BEGIN Dataset rows
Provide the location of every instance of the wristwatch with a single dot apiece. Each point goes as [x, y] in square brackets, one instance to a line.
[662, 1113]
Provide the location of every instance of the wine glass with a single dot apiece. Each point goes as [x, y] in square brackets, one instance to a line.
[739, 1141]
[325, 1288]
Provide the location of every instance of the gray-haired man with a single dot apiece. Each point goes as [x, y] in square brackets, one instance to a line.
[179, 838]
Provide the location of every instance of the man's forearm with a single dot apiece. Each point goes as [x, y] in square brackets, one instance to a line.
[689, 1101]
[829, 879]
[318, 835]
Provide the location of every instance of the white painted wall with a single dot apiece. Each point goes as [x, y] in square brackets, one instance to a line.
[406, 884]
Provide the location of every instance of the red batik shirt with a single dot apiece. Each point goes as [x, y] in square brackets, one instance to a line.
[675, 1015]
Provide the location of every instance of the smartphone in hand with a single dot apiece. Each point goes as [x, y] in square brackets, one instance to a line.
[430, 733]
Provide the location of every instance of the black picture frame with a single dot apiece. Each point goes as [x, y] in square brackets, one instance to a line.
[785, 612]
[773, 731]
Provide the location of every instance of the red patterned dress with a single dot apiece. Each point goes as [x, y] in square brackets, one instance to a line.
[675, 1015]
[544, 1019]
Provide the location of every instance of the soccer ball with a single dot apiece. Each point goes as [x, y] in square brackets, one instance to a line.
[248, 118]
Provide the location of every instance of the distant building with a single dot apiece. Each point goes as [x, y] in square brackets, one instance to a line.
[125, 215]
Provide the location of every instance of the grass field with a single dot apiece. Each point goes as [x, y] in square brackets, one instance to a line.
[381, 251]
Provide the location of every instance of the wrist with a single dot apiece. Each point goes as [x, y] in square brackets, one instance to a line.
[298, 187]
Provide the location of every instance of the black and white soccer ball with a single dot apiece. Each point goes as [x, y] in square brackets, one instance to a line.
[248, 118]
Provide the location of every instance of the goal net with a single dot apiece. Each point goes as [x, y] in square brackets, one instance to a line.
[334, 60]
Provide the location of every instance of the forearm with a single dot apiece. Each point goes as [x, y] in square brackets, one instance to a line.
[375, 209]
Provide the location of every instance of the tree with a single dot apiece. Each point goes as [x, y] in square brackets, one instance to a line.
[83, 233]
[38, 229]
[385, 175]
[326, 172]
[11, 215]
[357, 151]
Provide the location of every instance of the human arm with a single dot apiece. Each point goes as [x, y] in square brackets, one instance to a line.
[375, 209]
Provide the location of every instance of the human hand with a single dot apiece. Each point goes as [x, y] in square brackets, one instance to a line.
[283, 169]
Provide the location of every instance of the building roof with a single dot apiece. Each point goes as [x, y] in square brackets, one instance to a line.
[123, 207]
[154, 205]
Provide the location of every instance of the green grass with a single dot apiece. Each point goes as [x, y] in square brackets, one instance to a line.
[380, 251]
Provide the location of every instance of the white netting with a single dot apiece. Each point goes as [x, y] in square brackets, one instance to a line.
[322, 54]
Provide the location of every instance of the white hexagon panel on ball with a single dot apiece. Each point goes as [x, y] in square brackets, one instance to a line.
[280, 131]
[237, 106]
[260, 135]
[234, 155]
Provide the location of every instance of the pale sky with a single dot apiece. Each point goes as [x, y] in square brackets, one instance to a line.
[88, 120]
END Dataset rows
Goal: Shift every coordinate value up by 57, then write out again each line of the listing, starting at the line that contains "Provide the location of every instance of the green" and ending at the last line of the listing, both ends included and the instruction lines kept as they appear.

Reply:
Provide the location of every instance of the green grass with a single dot apiece. Each point goes as [x, y] in square brackets, one instance to a line.
[437, 308]
Provide the location of every instance of the white netting with a single dot apiece. Each point goes as [x, y] in square brackets, one instance to a line.
[379, 111]
Provide the location of every instance of the white hexagon panel on ball with a single dot apiece. Each point goes as [x, y] in square brackets, one instance to a line.
[337, 188]
[294, 163]
[317, 192]
[291, 212]
Provide the location of every instance of the pale sky with a single dot apiece. Each point goes as [x, y] in square brackets, one instance to a line.
[145, 177]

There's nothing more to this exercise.